***** Testo del documento

Una erronea ma popolare interpretazione di un’equazione formulata negli anni ’30 dal fisico Paul Dirac ha portato molte persone a commettere uno sbaglio veniale. Ma che significa veramente questa formula e come è collegata alla diagnostica PET?

 

Qualche anno fa spopolava la formula che vedete nell’immagine, chiamata erroneamente “l’equazione della felicità”, tanto che molte persone se la sono addirittura fatta tatuare sul corpo.
Non sapendo che con la felicità non c’entra proprio nulla.
L’equivoco nacque per una interpretazione completamente errata del suo significato, diventata virale in rete e quindi “mitologica”.
Infatti l’errata leggenda urbana voleva che essa fosse l’equazione che descrive il famoso “entanglement”, ossia “l’intreccio” quantistico di due particelle, il principio fisico che le lega assieme indissolubilmente, anche se vengono separate tra loro a distanze siderali.
Comprensibile che, a causa di tale errata interpretazione, diventò la metafora della “formula matematica dell’amore”, che persiste anche se gli amanti sono sottoposti a separazioni e distanze.

**********
***** Estratto dei dati

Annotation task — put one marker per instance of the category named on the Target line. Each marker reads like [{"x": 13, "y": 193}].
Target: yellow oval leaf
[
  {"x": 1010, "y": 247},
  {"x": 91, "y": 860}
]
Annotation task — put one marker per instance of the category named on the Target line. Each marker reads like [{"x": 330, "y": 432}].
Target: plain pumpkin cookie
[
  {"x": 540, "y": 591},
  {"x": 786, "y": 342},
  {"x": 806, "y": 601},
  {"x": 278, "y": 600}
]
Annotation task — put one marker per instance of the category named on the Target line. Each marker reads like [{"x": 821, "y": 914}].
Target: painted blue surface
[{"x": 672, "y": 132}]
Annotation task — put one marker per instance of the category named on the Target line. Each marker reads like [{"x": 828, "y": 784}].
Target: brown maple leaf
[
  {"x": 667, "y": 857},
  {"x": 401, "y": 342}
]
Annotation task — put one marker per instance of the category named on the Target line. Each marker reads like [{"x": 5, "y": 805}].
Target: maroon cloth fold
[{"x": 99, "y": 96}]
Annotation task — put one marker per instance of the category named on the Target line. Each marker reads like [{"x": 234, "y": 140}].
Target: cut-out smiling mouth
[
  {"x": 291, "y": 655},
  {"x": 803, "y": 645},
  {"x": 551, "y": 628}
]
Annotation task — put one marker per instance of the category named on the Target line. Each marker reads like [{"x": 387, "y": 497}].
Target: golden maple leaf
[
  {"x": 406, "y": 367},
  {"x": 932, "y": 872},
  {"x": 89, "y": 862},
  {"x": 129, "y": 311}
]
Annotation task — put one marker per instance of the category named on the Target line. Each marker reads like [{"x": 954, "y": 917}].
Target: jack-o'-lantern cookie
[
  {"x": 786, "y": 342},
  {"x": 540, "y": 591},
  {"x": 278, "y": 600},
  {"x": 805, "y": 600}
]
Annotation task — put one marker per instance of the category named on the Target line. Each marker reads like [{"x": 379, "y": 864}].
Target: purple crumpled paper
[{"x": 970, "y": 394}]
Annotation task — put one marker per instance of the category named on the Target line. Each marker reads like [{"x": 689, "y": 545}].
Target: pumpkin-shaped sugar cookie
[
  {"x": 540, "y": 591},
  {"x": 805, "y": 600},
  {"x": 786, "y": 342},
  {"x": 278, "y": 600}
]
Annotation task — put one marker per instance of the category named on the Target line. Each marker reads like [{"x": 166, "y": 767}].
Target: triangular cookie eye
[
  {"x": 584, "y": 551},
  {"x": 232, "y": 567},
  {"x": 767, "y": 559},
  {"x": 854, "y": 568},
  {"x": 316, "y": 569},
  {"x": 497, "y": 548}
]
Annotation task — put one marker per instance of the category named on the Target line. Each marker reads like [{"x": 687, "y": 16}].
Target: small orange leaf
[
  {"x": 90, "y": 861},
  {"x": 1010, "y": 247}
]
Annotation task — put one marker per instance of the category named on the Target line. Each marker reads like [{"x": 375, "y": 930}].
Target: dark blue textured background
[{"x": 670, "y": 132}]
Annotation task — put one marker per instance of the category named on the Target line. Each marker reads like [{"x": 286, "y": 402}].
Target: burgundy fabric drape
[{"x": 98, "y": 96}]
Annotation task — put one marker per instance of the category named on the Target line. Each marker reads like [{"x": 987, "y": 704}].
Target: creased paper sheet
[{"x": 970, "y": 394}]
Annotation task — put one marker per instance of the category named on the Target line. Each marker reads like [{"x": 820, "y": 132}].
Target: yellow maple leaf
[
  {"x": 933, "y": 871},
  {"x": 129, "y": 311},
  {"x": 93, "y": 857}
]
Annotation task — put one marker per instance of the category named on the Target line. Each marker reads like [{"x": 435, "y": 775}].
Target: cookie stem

**********

**Compiti richiesti:**
(a) Riformula in modo più conciso il paragrafo del testo sull’equazione di Dirac che inizia con «Infatti l’errata leggenda urbana», conservandone i fatti principali.
(b) Riproduci senza modifiche il tratto del testo sull’equazione di Dirac che va da «Infatti l’errata leggenda» fino a «a distanze siderali.» compreso.

**Risultati in sequenza:**
(a) Secondo un’errata leggenda urbana, la formula descriverebbe l’entanglement, cioè l’intreccio quantistico di due particelle: il principio fisico che le lega indissolubilmente anche quando sono separate da distanze siderali.

(b)
Infatti l’errata leggenda urbana voleva che essa fosse l’equazione che descrive il famoso “entanglement”, ossia “l’intreccio” quantistico di due particelle, il principio fisico che le lega assieme indissolubilmente, anche se vengono separate tra loro a distanze siderali.